# START OF Information given

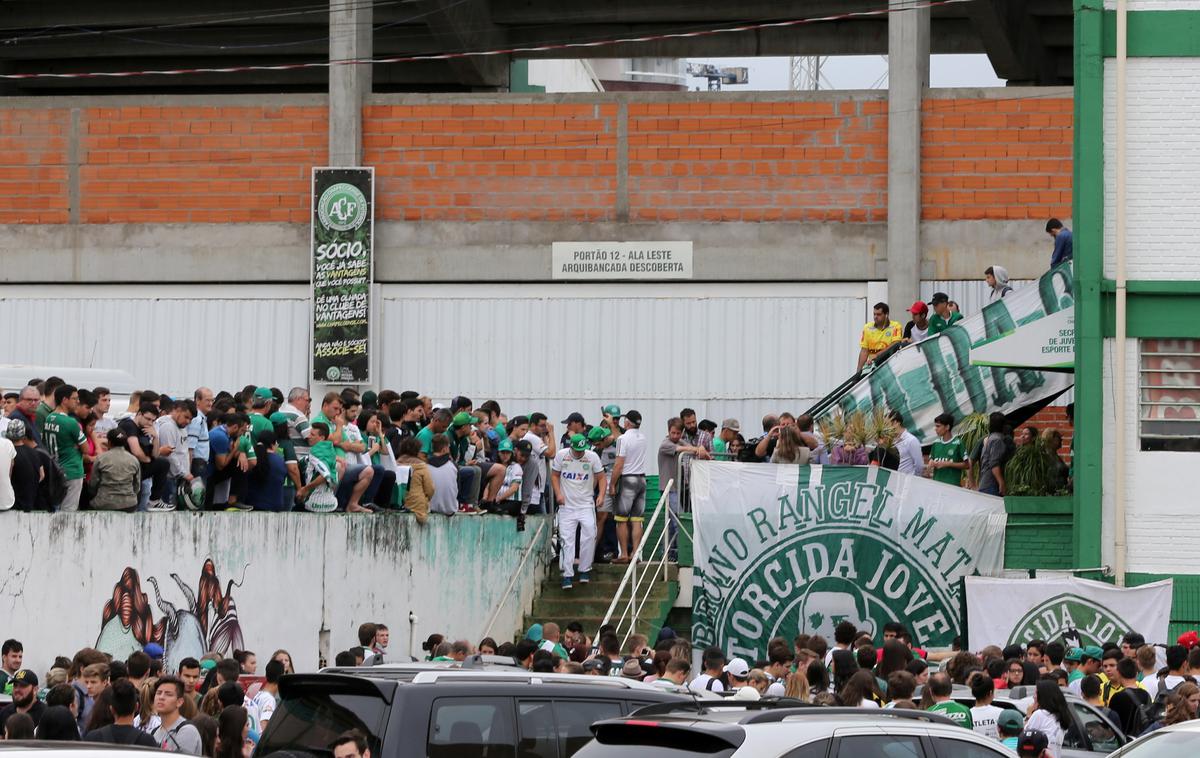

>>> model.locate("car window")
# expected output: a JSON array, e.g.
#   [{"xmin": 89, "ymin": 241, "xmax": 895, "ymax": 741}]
[
  {"xmin": 432, "ymin": 698, "xmax": 516, "ymax": 758},
  {"xmin": 517, "ymin": 700, "xmax": 558, "ymax": 758},
  {"xmin": 782, "ymin": 740, "xmax": 829, "ymax": 758},
  {"xmin": 934, "ymin": 736, "xmax": 1004, "ymax": 758},
  {"xmin": 838, "ymin": 734, "xmax": 925, "ymax": 758},
  {"xmin": 258, "ymin": 687, "xmax": 391, "ymax": 756},
  {"xmin": 1064, "ymin": 702, "xmax": 1121, "ymax": 753},
  {"xmin": 554, "ymin": 700, "xmax": 623, "ymax": 758}
]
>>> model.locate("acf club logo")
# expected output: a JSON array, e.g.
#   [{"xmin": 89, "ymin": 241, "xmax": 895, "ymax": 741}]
[
  {"xmin": 694, "ymin": 464, "xmax": 1003, "ymax": 657},
  {"xmin": 317, "ymin": 182, "xmax": 367, "ymax": 231},
  {"xmin": 1007, "ymin": 594, "xmax": 1133, "ymax": 648}
]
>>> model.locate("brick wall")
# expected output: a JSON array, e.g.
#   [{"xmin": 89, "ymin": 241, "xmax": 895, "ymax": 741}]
[
  {"xmin": 920, "ymin": 97, "xmax": 1074, "ymax": 221},
  {"xmin": 0, "ymin": 91, "xmax": 1072, "ymax": 223},
  {"xmin": 0, "ymin": 108, "xmax": 71, "ymax": 224}
]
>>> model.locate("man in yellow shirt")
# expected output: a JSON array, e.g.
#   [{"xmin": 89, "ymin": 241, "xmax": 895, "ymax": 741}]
[{"xmin": 857, "ymin": 302, "xmax": 904, "ymax": 371}]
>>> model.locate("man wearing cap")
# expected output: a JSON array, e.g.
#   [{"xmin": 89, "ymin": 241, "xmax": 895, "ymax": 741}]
[
  {"xmin": 1067, "ymin": 645, "xmax": 1108, "ymax": 697},
  {"xmin": 929, "ymin": 293, "xmax": 962, "ymax": 337},
  {"xmin": 902, "ymin": 300, "xmax": 929, "ymax": 344},
  {"xmin": 608, "ymin": 410, "xmax": 647, "ymax": 564},
  {"xmin": 0, "ymin": 668, "xmax": 46, "ymax": 734},
  {"xmin": 996, "ymin": 708, "xmax": 1025, "ymax": 750},
  {"xmin": 856, "ymin": 302, "xmax": 904, "ymax": 371},
  {"xmin": 659, "ymin": 416, "xmax": 705, "ymax": 561},
  {"xmin": 514, "ymin": 413, "xmax": 558, "ymax": 531},
  {"xmin": 550, "ymin": 434, "xmax": 605, "ymax": 590}
]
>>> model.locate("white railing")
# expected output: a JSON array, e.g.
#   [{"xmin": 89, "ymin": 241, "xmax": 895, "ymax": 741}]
[
  {"xmin": 598, "ymin": 480, "xmax": 679, "ymax": 648},
  {"xmin": 482, "ymin": 516, "xmax": 553, "ymax": 637}
]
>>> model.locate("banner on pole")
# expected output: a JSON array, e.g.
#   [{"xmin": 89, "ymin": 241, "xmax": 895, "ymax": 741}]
[
  {"xmin": 966, "ymin": 577, "xmax": 1172, "ymax": 650},
  {"xmin": 312, "ymin": 168, "xmax": 374, "ymax": 384},
  {"xmin": 691, "ymin": 461, "xmax": 1008, "ymax": 660},
  {"xmin": 817, "ymin": 263, "xmax": 1075, "ymax": 445}
]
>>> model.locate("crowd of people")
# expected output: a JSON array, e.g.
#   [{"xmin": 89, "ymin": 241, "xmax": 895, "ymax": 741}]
[
  {"xmin": 0, "ymin": 639, "xmax": 294, "ymax": 758},
  {"xmin": 0, "ymin": 609, "xmax": 1200, "ymax": 758}
]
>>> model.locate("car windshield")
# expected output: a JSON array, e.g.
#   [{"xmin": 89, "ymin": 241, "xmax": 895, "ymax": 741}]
[
  {"xmin": 256, "ymin": 688, "xmax": 390, "ymax": 756},
  {"xmin": 1121, "ymin": 730, "xmax": 1200, "ymax": 758}
]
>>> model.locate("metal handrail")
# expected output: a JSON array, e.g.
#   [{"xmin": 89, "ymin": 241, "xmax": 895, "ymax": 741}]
[
  {"xmin": 482, "ymin": 518, "xmax": 546, "ymax": 637},
  {"xmin": 596, "ymin": 479, "xmax": 674, "ymax": 646}
]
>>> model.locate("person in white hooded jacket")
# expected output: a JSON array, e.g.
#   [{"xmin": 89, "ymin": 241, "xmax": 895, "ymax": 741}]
[{"xmin": 983, "ymin": 266, "xmax": 1013, "ymax": 302}]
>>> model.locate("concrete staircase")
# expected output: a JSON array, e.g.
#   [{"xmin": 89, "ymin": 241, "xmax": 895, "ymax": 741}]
[{"xmin": 518, "ymin": 564, "xmax": 679, "ymax": 642}]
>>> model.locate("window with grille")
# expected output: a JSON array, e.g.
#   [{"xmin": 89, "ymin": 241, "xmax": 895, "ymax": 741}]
[{"xmin": 1138, "ymin": 339, "xmax": 1200, "ymax": 452}]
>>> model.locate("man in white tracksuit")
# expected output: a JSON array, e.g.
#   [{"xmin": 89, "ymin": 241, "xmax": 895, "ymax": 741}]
[{"xmin": 550, "ymin": 434, "xmax": 605, "ymax": 590}]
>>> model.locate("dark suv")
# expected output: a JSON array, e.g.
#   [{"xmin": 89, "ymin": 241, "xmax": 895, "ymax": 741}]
[{"xmin": 256, "ymin": 667, "xmax": 692, "ymax": 758}]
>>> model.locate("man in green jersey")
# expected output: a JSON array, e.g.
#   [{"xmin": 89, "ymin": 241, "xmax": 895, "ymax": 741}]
[
  {"xmin": 925, "ymin": 414, "xmax": 970, "ymax": 487},
  {"xmin": 42, "ymin": 384, "xmax": 88, "ymax": 512},
  {"xmin": 925, "ymin": 672, "xmax": 974, "ymax": 729},
  {"xmin": 929, "ymin": 293, "xmax": 962, "ymax": 337}
]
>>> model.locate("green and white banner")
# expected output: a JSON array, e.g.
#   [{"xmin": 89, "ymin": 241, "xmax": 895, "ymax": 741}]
[
  {"xmin": 691, "ymin": 461, "xmax": 1008, "ymax": 660},
  {"xmin": 826, "ymin": 263, "xmax": 1075, "ymax": 445},
  {"xmin": 312, "ymin": 168, "xmax": 374, "ymax": 384},
  {"xmin": 966, "ymin": 577, "xmax": 1172, "ymax": 650}
]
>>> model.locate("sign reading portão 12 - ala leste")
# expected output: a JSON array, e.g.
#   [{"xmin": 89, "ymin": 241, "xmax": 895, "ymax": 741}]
[
  {"xmin": 691, "ymin": 461, "xmax": 1007, "ymax": 660},
  {"xmin": 551, "ymin": 241, "xmax": 691, "ymax": 281},
  {"xmin": 312, "ymin": 168, "xmax": 374, "ymax": 384}
]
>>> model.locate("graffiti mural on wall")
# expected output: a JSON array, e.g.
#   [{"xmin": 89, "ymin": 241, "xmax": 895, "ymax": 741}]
[{"xmin": 96, "ymin": 559, "xmax": 245, "ymax": 670}]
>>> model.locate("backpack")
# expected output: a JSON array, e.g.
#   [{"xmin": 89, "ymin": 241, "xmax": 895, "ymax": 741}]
[{"xmin": 1141, "ymin": 674, "xmax": 1195, "ymax": 726}]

# END OF Information given

Pull out every line of the rows above that contains the word "green", and copy each one unchanged.

| Response to the exercise |
>>> model.locate("man in green jersey")
>>> model.locate("green and white banner")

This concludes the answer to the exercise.